**Task directions:**
Your answer should be an exact copy of the lines from the start of the entries to the line containing "positive clicks: (415, 381) (398, 381)", both included.

**Stored entries:**
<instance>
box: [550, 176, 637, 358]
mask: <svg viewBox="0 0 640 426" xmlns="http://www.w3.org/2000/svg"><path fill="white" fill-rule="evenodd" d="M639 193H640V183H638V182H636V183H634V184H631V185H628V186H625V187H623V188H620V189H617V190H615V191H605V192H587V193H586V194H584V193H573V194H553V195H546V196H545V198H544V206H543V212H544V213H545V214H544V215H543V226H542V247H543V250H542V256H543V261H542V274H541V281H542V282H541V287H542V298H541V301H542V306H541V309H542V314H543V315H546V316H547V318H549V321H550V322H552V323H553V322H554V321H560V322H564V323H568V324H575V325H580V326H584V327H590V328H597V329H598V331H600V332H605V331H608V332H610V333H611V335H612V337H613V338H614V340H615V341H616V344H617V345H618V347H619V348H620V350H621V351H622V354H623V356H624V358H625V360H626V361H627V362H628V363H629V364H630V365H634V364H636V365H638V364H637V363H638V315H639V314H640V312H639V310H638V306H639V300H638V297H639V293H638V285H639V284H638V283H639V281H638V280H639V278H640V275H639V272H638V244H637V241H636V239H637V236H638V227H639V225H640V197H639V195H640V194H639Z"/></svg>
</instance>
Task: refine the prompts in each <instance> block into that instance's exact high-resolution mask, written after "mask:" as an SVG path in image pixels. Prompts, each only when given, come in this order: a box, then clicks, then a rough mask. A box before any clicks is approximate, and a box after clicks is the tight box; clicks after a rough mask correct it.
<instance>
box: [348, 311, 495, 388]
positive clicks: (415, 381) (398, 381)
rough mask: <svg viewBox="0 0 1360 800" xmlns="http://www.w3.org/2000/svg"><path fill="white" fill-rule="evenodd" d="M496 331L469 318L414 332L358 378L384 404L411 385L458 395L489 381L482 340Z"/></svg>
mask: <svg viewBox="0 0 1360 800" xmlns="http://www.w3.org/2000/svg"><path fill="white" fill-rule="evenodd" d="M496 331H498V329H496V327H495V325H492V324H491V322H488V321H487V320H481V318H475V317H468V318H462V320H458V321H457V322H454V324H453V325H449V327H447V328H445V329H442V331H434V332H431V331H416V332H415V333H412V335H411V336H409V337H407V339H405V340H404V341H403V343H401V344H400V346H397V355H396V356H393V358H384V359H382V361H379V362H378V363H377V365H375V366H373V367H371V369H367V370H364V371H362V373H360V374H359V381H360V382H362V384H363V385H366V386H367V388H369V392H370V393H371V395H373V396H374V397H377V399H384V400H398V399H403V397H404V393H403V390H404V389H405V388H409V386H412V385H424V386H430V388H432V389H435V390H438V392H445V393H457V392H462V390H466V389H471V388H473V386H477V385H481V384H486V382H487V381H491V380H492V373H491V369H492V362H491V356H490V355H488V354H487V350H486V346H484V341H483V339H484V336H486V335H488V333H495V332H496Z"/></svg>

**Exercise solution:**
<instance>
box: [550, 176, 637, 358]
mask: <svg viewBox="0 0 640 426" xmlns="http://www.w3.org/2000/svg"><path fill="white" fill-rule="evenodd" d="M639 193H640V183H638V182H636V183H634V184H631V185H628V186H625V187H623V188H620V189H617V190H615V191H605V192H587V193H586V194H584V193H573V194H553V195H546V196H545V198H544V206H543V212H544V213H545V214H544V215H543V226H542V247H543V250H542V256H543V261H542V274H541V281H542V282H541V287H542V298H541V301H542V306H541V309H542V314H543V315H546V316H547V318H549V321H550V322H552V323H553V322H554V321H560V322H564V323H568V324H575V325H580V326H584V327H590V328H597V329H598V331H600V332H605V331H608V332H610V333H611V335H612V337H613V338H614V340H615V341H616V344H617V345H618V347H619V348H620V350H621V351H622V354H623V356H624V358H625V360H626V361H627V362H628V363H629V364H630V365H634V364H636V365H638V364H637V363H638V315H639V314H640V312H639V310H638V306H639V300H638V297H639V293H638V285H639V284H638V283H639V281H638V280H639V278H640V275H639V272H638V244H637V241H636V239H637V236H638V227H639V225H640V197H639V195H640V194H639Z"/></svg>
</instance>
Task: refine the prompts in each <instance> block into that instance's exact high-resolution mask, written after "mask:" as an SVG path in image pixels. Prompts, each only when given, come in this order: a box, then clicks, then a rough mask. A box before any clicks is approximate, and a box after clicks is the tight box; clicks after a rough mask correct it.
<instance>
box: [348, 311, 495, 388]
positive clicks: (415, 381) (398, 381)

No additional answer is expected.